== ТЕКСТ СТРАНИЦЫ
На меня весь этот спектакль производил удручающее впечатление, и не только в силу очевидных причин. Конечно, те, кто пресмыкался перед сомнительным авторитетом витийствующих «охотников за голосами», вызывали неприязнь, но я испытывал не только жалость к ним, но и раздражение. Волновало, что с каждым днем становилось все труднее высказывать свое мнение, сколь недостойно все, что творилось вокруг. По крайней мере с точки зрения тех, кого в 1950–1951 годах могли обвинить в симпатиях к русской революции, которую они в конце тридцатых — начале сороковых воспринимали в порыве понятного идеализма как будущее человечества, с тех пор, однако, полностью удалившись от всякой политической активности. Комиссии удалось создать общественное мнение, что они преследуют тех, кто занимается подпольной деятельностью. Но даже в этом случае ее действия были незаконны, ибо коммунистическая партия была на легальном положении, так же как ее отдельные фракции, порою стоявшие на либеральных позициях, далеких от социалистических целей.
====
== СТРОКИ ДАННЫХ
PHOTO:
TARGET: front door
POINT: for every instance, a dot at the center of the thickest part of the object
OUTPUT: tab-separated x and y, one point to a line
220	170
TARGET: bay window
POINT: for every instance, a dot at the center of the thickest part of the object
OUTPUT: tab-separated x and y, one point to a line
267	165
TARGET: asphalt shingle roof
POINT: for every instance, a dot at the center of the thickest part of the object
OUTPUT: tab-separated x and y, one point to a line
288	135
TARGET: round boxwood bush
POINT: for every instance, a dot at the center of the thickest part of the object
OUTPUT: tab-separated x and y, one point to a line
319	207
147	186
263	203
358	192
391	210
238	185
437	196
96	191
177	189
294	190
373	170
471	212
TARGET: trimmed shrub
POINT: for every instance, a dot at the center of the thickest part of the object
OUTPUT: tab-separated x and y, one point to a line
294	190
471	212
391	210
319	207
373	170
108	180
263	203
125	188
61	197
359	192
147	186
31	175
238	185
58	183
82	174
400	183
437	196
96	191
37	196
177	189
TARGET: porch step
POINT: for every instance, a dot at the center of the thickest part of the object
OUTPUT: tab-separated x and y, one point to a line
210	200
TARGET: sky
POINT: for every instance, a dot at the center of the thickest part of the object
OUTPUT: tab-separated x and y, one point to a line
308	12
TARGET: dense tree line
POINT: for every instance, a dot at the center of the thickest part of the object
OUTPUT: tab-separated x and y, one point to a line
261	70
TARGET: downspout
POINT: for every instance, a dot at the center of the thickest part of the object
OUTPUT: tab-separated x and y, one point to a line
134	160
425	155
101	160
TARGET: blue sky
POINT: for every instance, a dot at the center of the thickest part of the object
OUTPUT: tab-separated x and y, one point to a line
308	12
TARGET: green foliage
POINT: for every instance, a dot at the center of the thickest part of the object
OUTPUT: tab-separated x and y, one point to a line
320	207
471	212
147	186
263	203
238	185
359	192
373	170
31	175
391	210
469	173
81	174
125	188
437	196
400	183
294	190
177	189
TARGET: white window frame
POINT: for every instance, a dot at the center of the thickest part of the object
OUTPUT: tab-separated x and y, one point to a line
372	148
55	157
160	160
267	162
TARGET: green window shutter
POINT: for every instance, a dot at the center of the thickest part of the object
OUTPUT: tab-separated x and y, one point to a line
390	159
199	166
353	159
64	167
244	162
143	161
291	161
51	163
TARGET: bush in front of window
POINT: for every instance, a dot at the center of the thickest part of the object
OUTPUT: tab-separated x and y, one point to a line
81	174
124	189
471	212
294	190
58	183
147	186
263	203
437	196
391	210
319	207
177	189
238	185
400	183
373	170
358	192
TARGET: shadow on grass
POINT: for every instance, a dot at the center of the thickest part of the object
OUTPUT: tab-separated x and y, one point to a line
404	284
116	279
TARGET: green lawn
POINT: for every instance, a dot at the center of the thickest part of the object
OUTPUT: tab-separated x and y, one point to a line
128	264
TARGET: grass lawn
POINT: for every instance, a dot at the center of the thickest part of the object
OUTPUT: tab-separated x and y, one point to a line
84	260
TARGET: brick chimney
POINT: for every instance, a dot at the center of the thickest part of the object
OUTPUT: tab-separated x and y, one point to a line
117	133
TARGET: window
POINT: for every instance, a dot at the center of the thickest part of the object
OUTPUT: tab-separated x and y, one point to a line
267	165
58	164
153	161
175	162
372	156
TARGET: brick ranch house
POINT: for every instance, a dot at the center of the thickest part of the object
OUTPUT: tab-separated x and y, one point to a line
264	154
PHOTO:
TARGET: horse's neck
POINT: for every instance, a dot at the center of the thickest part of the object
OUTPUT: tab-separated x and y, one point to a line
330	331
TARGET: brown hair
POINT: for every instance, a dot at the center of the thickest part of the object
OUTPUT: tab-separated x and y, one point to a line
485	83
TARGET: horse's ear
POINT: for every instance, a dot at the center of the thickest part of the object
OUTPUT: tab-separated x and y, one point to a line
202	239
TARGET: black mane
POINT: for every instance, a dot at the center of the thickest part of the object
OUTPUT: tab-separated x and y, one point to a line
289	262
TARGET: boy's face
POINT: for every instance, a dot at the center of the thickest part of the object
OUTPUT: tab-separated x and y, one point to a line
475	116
====
[ЗАДАНИЕ 1]
Опираясь на текст страницы, объясните в одном–трех предложениях, почему действия комиссии, по словам автора, были незаконны даже при преследовании подпольной деятельности.
[ЗАДАНИЕ 2]
Продолжите текст страницы о деятельности комиссии, начиная сразу после его последнего предложения.
Данные для работы не понадобятся.

[ОТВЕТ 1]
Действия комиссии были незаконны, потому что коммунистическая партия находилась на легальном положении. Легальными были и ее отдельные фракции, порою стоявшие на либеральных позициях, далеких от социалистических целей.

[ОТВЕТ 2]
Шумиха, сопровождавшая процессы, вызывала недоумение, которое невозможно было рассеять даже апелляцией к истории. Так, группа воинственно настроенных актеров, сославшись на пятую поправку, бросила Комиссии вызов, вообразив себя последователями Георгия Димитрова, который в нацистском застенке, несмотря на угрозу пыток и казни, бросил нацистам обвинение в том, что они сами подожгли рейхстаг, как на самом деле и было. (Поразительно, но он остался жив и после войны стал первым секретарем Болгарской коммунистической партии.) В тридцатые годы об этом дерзком поступке слагали легенды, Димитров для всего левого движения стал образцом противостояния фашизму. Одна из особенностей нью-йоркской Комиссии заключалась в том, что ее члены были избраны демократическим путем и не помышляли устанавливать откровенный террор. На некоторых из них оказала влияние недавняя победа красных в Китае, испытание русскими атомной бомбы и расширение советских границ в Восточной Европе. Трудно было распутать клубок чьей-то искренней наивности, здравых опасений и беспринципной болтовни, тем более что публичное выступление группы актеров, годами не связанных между собой политическими интересами, все равно не освободило бы Запретный город от красных и не заставило бы ни одного русского уйти из Варшавы или Будапешта.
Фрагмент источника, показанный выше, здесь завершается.